**TRY IT:** Some entries follow. Reproduce exactly the lines starting at the one with "positive clicks: (509, 422) (525, 425)" and stopping after the one with "342L510 426L527 427L462".

····················

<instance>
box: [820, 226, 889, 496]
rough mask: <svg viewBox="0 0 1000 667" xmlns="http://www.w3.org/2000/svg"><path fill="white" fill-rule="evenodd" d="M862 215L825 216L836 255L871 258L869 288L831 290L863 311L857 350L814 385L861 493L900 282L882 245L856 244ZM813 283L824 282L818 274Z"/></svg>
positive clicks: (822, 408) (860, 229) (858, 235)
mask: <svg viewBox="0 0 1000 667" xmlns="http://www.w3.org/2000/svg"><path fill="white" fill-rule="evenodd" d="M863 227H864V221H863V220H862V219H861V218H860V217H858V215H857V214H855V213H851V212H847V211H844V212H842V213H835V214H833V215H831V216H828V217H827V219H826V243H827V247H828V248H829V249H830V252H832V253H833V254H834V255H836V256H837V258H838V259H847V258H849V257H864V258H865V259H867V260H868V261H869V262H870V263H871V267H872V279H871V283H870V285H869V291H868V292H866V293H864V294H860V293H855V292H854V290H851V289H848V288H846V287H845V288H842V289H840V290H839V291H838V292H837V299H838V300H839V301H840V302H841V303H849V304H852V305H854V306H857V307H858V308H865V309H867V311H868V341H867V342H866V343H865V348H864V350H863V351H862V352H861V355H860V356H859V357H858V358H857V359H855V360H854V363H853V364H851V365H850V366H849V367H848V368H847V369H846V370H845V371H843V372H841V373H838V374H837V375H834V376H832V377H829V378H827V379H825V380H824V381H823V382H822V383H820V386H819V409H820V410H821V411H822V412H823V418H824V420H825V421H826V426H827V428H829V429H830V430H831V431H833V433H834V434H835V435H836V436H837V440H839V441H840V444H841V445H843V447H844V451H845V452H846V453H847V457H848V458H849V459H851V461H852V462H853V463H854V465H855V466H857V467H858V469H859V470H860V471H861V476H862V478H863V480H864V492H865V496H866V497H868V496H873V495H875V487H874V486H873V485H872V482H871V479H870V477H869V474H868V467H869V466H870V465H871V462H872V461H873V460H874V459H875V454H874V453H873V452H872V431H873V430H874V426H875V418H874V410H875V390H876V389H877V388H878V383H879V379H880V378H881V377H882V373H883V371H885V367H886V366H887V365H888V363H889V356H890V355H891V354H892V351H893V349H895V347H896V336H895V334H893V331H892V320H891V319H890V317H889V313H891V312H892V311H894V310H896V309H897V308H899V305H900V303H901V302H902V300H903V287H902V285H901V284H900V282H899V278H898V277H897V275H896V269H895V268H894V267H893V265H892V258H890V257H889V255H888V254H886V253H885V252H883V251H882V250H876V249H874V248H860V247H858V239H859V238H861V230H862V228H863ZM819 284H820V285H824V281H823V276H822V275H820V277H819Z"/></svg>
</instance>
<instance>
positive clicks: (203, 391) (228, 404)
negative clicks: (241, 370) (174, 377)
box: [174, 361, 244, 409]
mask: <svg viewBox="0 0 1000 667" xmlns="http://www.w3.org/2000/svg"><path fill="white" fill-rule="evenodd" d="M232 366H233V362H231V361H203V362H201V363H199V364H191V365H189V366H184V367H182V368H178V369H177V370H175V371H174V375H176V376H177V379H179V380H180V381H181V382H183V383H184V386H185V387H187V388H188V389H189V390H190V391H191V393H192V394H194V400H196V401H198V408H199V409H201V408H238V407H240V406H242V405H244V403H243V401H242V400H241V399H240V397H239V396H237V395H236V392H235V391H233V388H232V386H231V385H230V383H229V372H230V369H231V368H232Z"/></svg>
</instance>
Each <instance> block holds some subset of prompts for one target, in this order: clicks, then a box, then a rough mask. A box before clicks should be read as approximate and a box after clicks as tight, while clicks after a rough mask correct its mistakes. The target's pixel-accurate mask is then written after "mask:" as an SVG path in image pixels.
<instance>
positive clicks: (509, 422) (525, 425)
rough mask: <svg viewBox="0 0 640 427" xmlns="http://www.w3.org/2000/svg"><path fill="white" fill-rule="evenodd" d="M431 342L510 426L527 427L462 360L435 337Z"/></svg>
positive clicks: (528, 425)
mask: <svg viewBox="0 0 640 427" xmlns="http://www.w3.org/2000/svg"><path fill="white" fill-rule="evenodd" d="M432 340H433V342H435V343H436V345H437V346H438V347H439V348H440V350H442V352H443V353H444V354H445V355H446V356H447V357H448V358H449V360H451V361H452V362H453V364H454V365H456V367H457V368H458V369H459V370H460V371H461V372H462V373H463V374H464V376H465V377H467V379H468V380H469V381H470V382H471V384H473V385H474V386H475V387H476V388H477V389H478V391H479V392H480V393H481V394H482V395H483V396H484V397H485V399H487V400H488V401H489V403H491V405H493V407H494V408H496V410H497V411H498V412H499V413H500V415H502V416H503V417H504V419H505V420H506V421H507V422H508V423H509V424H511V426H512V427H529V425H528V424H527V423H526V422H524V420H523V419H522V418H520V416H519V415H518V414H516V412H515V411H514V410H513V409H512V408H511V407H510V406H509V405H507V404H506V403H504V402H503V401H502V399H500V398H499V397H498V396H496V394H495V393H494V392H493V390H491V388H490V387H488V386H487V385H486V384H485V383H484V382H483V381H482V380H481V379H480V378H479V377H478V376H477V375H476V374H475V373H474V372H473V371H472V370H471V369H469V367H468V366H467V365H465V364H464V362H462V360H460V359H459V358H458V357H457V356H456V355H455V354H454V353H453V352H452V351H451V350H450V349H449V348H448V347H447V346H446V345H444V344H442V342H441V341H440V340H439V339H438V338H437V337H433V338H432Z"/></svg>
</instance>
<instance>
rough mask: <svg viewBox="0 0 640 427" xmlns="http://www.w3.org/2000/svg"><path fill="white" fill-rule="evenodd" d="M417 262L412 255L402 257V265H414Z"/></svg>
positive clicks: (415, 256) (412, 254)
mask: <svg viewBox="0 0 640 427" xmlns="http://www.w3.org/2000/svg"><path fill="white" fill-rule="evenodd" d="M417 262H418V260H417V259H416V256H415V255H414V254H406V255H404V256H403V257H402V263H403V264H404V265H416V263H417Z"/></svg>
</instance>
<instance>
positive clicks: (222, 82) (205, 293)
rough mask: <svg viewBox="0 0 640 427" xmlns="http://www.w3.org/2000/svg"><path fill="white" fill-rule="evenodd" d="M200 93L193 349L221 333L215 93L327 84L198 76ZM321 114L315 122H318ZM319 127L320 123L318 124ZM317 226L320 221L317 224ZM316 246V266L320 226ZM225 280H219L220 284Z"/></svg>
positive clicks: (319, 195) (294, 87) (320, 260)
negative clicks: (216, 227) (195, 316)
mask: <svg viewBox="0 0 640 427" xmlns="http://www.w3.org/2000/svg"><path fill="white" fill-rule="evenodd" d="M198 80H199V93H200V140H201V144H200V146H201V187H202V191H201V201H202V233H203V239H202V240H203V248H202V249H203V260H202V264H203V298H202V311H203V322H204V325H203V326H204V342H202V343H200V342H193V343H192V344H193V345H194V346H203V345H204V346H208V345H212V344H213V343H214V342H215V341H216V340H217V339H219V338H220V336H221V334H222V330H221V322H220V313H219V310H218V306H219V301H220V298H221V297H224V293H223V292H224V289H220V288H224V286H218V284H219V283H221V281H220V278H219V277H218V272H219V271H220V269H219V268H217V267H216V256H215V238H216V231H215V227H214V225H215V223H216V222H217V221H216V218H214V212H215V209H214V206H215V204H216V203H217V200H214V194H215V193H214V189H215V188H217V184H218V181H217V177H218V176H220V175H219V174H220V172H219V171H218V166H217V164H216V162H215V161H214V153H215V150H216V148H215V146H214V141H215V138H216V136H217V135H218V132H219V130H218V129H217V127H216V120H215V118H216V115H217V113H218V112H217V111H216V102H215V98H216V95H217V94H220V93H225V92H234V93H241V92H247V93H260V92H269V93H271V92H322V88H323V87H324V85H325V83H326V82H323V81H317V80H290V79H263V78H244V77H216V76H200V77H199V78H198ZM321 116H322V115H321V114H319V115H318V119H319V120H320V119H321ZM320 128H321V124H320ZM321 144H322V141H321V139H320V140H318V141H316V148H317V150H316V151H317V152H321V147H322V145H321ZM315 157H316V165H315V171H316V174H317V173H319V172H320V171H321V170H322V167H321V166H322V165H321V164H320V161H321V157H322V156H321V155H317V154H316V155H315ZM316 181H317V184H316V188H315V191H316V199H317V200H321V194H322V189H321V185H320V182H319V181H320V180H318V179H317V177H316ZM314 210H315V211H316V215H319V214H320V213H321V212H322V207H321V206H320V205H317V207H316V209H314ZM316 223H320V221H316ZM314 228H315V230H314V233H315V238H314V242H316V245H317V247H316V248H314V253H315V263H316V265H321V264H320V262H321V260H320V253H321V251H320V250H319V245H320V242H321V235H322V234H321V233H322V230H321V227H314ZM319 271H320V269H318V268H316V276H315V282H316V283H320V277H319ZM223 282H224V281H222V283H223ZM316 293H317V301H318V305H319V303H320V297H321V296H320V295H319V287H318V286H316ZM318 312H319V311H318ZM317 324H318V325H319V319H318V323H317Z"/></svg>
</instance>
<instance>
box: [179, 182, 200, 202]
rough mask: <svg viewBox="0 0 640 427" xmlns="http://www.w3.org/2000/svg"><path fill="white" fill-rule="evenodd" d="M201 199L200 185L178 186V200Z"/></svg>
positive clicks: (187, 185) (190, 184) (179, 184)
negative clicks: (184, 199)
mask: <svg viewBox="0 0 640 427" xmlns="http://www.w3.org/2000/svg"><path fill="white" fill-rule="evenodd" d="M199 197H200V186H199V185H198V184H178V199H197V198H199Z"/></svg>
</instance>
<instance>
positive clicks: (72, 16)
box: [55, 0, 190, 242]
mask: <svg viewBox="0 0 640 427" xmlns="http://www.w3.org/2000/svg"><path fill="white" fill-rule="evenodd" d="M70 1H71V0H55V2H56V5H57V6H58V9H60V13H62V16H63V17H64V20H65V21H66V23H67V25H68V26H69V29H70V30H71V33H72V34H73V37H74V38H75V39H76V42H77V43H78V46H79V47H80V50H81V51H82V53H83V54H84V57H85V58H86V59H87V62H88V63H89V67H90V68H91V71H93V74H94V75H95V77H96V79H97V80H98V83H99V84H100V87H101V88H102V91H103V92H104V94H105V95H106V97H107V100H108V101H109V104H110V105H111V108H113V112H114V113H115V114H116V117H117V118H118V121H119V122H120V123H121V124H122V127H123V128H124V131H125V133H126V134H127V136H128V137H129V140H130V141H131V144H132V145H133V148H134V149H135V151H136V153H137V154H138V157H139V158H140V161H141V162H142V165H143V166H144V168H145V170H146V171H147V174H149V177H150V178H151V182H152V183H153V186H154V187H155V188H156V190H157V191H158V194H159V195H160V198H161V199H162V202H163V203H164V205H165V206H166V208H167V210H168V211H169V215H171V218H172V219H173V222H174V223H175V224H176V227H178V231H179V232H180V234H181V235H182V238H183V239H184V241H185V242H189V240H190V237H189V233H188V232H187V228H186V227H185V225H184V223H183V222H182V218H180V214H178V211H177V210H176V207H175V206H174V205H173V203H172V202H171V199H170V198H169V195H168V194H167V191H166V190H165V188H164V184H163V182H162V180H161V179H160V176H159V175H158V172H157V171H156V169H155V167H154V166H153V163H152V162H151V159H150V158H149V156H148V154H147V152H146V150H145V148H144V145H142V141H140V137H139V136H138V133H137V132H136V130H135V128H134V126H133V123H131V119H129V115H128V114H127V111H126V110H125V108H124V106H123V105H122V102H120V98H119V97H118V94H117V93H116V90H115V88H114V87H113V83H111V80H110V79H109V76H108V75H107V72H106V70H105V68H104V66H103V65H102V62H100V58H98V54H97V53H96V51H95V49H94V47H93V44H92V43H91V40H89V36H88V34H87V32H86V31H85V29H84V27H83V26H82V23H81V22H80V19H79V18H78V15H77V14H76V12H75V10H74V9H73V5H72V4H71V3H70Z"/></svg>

····················

**REPLY TO THE TASK:**
positive clicks: (509, 422) (525, 425)
rough mask: <svg viewBox="0 0 640 427" xmlns="http://www.w3.org/2000/svg"><path fill="white" fill-rule="evenodd" d="M431 342L510 426L527 427L462 360L435 337Z"/></svg>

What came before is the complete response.